→ **WHAT THE EXERCISE ASKS**:
From the line containing "pixel 398 230." to the end of the listing, write out every line exactly; leave out everything else.

→ **RECORDS FOR THE TASK**:
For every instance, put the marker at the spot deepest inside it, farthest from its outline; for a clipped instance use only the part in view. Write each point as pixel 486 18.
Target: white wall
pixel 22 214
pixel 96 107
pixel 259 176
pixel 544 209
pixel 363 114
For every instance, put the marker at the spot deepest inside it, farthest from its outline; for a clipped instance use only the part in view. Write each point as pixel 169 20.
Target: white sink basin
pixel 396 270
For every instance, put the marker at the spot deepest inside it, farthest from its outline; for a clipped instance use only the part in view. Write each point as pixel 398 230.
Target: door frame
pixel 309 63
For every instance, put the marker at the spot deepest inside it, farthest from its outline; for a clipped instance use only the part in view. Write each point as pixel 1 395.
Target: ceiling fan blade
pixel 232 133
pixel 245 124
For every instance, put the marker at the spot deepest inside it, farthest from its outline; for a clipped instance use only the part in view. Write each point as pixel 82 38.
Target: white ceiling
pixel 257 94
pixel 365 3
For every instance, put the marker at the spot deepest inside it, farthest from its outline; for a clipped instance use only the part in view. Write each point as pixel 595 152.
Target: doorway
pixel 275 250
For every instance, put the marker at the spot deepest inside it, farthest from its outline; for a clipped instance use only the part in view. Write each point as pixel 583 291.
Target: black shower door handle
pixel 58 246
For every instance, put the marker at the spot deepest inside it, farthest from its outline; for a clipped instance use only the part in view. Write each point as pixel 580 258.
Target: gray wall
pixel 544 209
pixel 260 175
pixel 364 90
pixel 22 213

→ **TASK SOLUTION**:
For every instance, put the marker at the spot deepest inside it, farthest from its outline; for a clipped instance use only the part in view. Write each point as pixel 398 230.
Target: door frame
pixel 309 63
For every instance, put the marker at the spot deepest inside it, farthest from its outline; for a clipped instance use only the part in view. Write each point as pixel 1 395.
Target: ceiling fan blade
pixel 232 133
pixel 245 124
For every instance, put the marker at the spot deepest inside it, farthest from its outline; for a clipped instance use only the part in view. Write each point as pixel 82 38.
Target: white ceiling
pixel 257 94
pixel 365 3
For every instance, put the marker at the spot deepest inside it, farthest from its outline; for a clipped instance use only the part in view. Write each point as pixel 595 152.
Target: doorway
pixel 275 250
For every instance, put the marker at the spot deepest inside it, farthest from its outline; for a clipped instance use only the part in view. Write each point as pixel 583 291.
Target: black shower door handle
pixel 58 246
For every instance, put the marker at the spot deepest inside it, farthest from its outline; for a clipped instance use only the part in view. Write each point as pixel 580 258.
Target: gray wall
pixel 544 209
pixel 260 175
pixel 364 90
pixel 22 213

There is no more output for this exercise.